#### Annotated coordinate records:
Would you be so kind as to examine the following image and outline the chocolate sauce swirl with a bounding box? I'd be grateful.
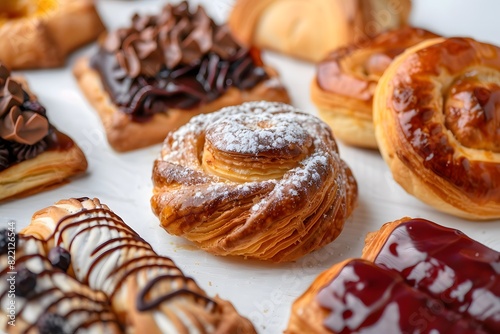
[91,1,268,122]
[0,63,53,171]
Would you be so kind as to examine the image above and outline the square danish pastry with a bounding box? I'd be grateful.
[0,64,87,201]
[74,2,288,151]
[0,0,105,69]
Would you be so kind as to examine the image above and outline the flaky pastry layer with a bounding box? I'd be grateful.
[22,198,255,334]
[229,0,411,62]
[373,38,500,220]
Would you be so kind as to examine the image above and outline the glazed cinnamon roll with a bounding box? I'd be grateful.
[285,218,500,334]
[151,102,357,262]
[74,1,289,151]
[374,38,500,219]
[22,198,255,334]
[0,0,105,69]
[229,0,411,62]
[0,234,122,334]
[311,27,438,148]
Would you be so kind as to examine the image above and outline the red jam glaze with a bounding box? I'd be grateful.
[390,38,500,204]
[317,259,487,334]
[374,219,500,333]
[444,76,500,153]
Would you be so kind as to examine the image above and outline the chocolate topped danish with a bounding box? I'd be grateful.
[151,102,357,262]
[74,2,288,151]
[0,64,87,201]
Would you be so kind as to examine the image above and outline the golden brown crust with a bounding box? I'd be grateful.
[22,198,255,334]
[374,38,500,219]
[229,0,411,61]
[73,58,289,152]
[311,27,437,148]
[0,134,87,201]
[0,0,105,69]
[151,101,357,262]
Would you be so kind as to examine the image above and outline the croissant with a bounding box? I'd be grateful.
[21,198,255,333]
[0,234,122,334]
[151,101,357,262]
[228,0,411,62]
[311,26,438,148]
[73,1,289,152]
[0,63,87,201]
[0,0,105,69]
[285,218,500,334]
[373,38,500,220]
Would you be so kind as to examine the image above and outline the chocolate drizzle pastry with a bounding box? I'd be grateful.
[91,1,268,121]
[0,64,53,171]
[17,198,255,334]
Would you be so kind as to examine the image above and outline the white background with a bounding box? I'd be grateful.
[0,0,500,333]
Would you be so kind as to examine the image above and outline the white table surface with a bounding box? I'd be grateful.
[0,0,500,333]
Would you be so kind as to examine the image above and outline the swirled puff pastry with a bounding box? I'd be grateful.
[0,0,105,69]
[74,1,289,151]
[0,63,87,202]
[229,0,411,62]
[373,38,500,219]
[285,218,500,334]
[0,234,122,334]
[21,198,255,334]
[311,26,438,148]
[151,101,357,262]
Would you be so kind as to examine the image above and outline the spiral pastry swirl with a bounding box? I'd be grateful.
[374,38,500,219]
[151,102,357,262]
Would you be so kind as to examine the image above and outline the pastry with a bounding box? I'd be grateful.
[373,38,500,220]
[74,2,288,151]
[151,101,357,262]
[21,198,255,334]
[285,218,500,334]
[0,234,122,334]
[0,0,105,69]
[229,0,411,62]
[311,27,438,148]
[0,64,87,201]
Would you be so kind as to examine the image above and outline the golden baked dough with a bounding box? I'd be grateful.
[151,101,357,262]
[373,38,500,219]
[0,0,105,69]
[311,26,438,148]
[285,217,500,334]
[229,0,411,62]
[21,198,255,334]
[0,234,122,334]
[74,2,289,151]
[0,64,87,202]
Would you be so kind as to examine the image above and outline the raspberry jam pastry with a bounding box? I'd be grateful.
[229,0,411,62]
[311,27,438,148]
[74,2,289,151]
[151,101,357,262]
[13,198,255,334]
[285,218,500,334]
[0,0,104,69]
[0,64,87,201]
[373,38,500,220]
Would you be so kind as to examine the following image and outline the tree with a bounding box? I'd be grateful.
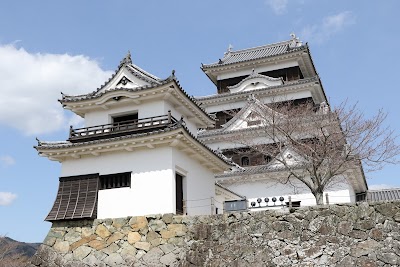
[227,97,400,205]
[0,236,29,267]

#### EXERCISE BRIEF:
Copy out every one of these records again word for word, but leave the pictures out.

#### ANSWER TO THIS PROBLEM:
Would you be so kind as to examine the following image and outline the chocolate sauce swirl with a bounding box? I'd be grateful.
[91,1,268,122]
[0,63,53,171]
Would you be so kind as to examine the image above and outline the square danish pastry with a bounding box? I'd be grateful.
[0,64,87,201]
[74,2,288,151]
[0,0,105,69]
Would you be so kind as to examine the image above and outline the flaky pastry layer with a bounding box? I'd be grateful.
[22,198,255,334]
[229,0,411,62]
[373,38,500,220]
Would you be so kind as to examine the image above and outline the glazed cinnamon roll with a bounding box? I'd be grateful.
[285,218,500,334]
[151,102,357,262]
[74,1,289,151]
[374,38,500,219]
[22,198,255,334]
[0,0,105,69]
[229,0,411,62]
[0,234,122,334]
[311,27,438,148]
Would you be so kind as to examine the image above and outline the red jam glaze with a bounding box? I'd be grateful.
[390,38,500,204]
[317,259,487,334]
[374,219,500,333]
[444,76,500,153]
Would you be so kind as to examine the image above and outline the chocolate topped danish with a bounding box? I'd be grateful.
[151,102,357,262]
[74,2,288,151]
[0,64,87,201]
Would you be so kind as to examine the image above and outline the golden brown crust with a bounding box? I'd be grateful.
[22,198,255,334]
[374,38,500,219]
[229,0,411,61]
[73,58,289,152]
[311,27,437,148]
[0,134,87,201]
[0,0,105,69]
[151,101,357,262]
Would you be so kind as to examine the image above and outline the croissant with a bounding box? I'd be grateful.
[21,198,255,333]
[0,234,122,334]
[151,101,357,262]
[228,0,411,62]
[311,26,438,148]
[73,1,289,152]
[0,63,87,201]
[0,0,105,69]
[285,218,500,334]
[373,38,500,220]
Would you be so kind as to examine the image above and outline the chocolate drizzle pastry with a bounding box? I'd be grateful.
[91,1,268,121]
[0,64,53,171]
[17,198,255,334]
Would you be so kind as to examine the image above and outline the white background with a bounding box? I'd be grateful.
[0,0,500,333]
Would you be so kind as to examine the image above and outline the white table surface with a bounding box? I'd be grateful.
[0,0,500,333]
Would you be so kind as to examine the image above and outline the swirled puff pastry with a bounding box? I'd be grateful.
[0,0,105,69]
[74,1,289,151]
[0,63,87,202]
[229,0,411,62]
[373,38,500,219]
[285,218,500,334]
[0,234,122,334]
[21,198,255,334]
[311,26,438,148]
[151,101,357,262]
Would you be so kind as to examine the image above and outline the spiral pastry swirl with a bounding box? I'd be grateful.
[374,38,500,219]
[151,102,357,262]
Would you be so kind as to examine the image above and outline the pastry with a bounding box? I'd be grateful.
[373,38,500,220]
[74,2,288,151]
[151,101,357,262]
[21,198,255,334]
[285,218,500,334]
[0,234,122,334]
[0,0,105,69]
[229,0,411,62]
[311,27,438,148]
[0,64,87,201]
Would you be so kind as to examine the image above and outline the golden baked dough with a bounding box? I'd be grateful.
[151,101,357,262]
[373,38,500,219]
[0,0,105,69]
[311,26,438,148]
[285,217,500,334]
[229,0,411,62]
[21,198,255,334]
[0,234,122,334]
[74,2,289,151]
[0,64,87,202]
Would you be so kind as to examine the image above and outline the raspberry jam pastry with a bounding box? I'd be grateful.
[229,0,411,62]
[311,27,438,148]
[74,2,289,151]
[151,101,357,262]
[13,198,255,334]
[285,218,500,334]
[0,0,104,69]
[0,64,87,201]
[373,38,500,220]
Would you be so kind as to examine the following image and outline the tree with a bounding box? I'd be grateful.
[227,97,400,205]
[0,236,29,267]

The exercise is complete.